» Requirement
Make an exact copy of each entry, leaving out every picture.
Dataset records START
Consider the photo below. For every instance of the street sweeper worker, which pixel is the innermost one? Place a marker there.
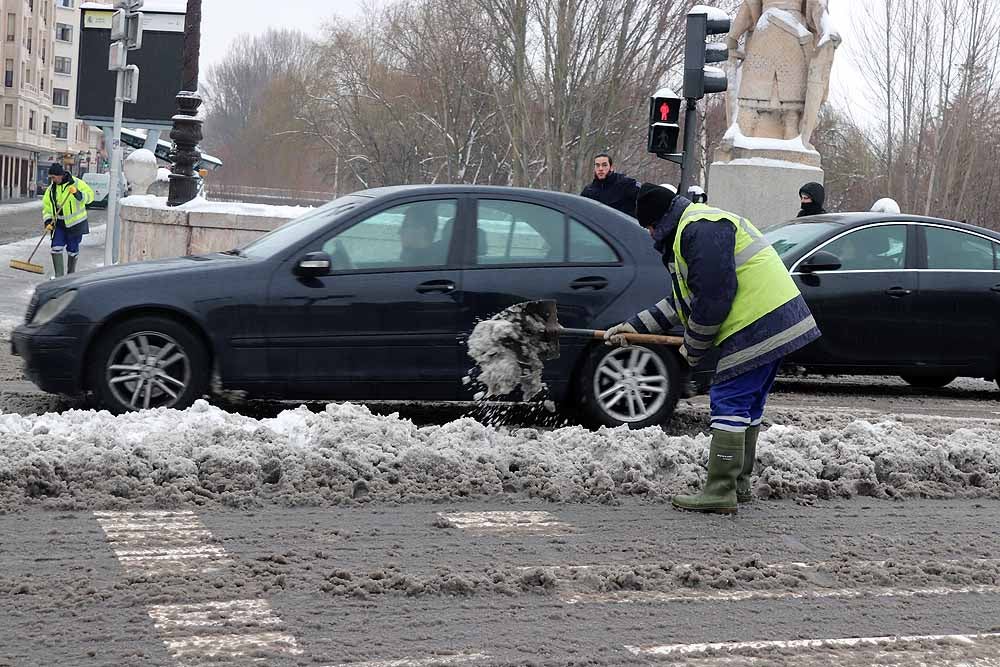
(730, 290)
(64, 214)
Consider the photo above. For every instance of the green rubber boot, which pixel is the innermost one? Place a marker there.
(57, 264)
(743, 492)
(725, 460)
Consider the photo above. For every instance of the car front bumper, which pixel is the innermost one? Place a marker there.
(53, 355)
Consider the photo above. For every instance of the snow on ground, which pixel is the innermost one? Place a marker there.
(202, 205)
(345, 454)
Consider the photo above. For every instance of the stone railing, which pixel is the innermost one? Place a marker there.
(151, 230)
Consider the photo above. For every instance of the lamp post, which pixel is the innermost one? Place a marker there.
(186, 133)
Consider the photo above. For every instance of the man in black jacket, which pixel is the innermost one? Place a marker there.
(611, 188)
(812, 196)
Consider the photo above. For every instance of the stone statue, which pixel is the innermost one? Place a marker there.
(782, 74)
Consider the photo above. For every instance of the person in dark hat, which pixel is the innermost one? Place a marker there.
Dataset records END
» Answer
Consider the photo below. For every instance of the street sweeper worker, which pixel is the innermost one? Place a marker there.
(730, 290)
(64, 214)
Consider the photo above. For every instance of the green rubber boot, which pixel is the innermost one? Place a marker there.
(57, 264)
(743, 492)
(725, 460)
Consider the photo above. For every instance of the car front bumper, which pixel is the innermost one? Place a marker there.
(53, 355)
Consider the photo above. For every instance of the snow on ground, which pixel is the innermost one? Place a marker there.
(202, 205)
(345, 454)
Consider the photo above. For every instance of the stone railing, which pixel is the innermost one? Place a marker there.
(151, 230)
Consider the photo above. For every instance of the lamp post, which pixel is the innermost one? Place a marker there.
(186, 133)
Consider the photo above. For every instance of the man in black jacket, which pixel is the innermost one? Place a marker there.
(611, 188)
(812, 196)
Consider the photo above. For every instance of the stone statue, which pixel is the innermost one? Place a marker there.
(782, 74)
Consider the photo above. For every instance of the person in dark hat, which pixel is the innermost one? Place a marker there.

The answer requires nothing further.